◆ Problem ◆
Please convert the entries below into a Markdown table with two columns, Row and Line, giving each line its own numbered row and skipping blank lines. Leave the pictures out of the table.
— Start —
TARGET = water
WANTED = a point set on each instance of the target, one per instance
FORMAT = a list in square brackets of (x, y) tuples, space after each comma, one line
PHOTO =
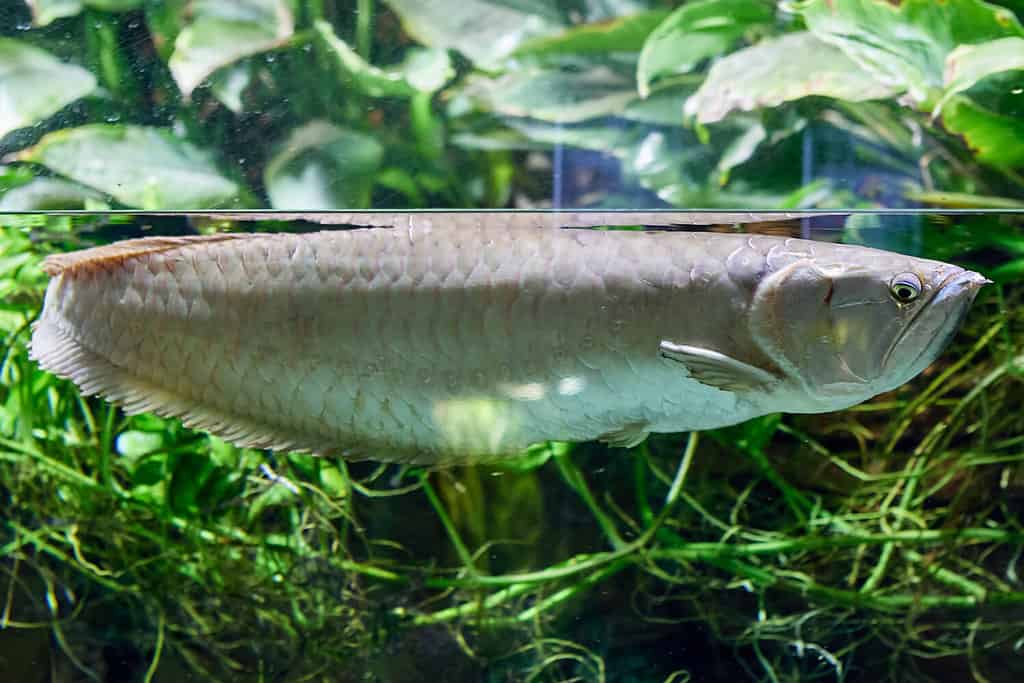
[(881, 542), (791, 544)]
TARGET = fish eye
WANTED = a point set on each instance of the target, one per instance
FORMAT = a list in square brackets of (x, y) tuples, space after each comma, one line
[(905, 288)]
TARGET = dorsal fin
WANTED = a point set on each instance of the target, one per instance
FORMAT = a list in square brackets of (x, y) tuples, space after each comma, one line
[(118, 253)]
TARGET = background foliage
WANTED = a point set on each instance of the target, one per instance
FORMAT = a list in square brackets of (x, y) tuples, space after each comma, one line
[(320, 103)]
— End —
◆ Correct result ◆
| Row | Line |
|---|---|
| 1 | TARGET = water |
| 2 | WANTED = a point set on each instance of the target, one per instance |
| 3 | FORMAT = a list in square brackets of (x, y) tuples, space after each comma, one line |
| 4 | PHOTO = |
| 5 | [(881, 542), (791, 544)] |
| 6 | TARGET = fish eye |
| 7 | WANTED = a point set on each instance of the target, one per instance |
| 8 | FORMAT = a list in square brackets of (x, y) tuples, space after each comma, one line |
| 9 | [(905, 288)] |
| 10 | TARGET = dorsal fin |
| 11 | WANTED = a point set on each instance of the target, one per instance |
| 12 | FORMAT = a list in square brackets of (x, y) tuples, space after each comma, one line |
| 13 | [(118, 253)] |
| 14 | TARGET = background foliage |
| 15 | WANTED = a point set on each instance of the target, one per instance |
| 16 | FORMAT = a list in square brackets of (x, y) tuples, space after each comma, one line |
| 17 | [(320, 103)] |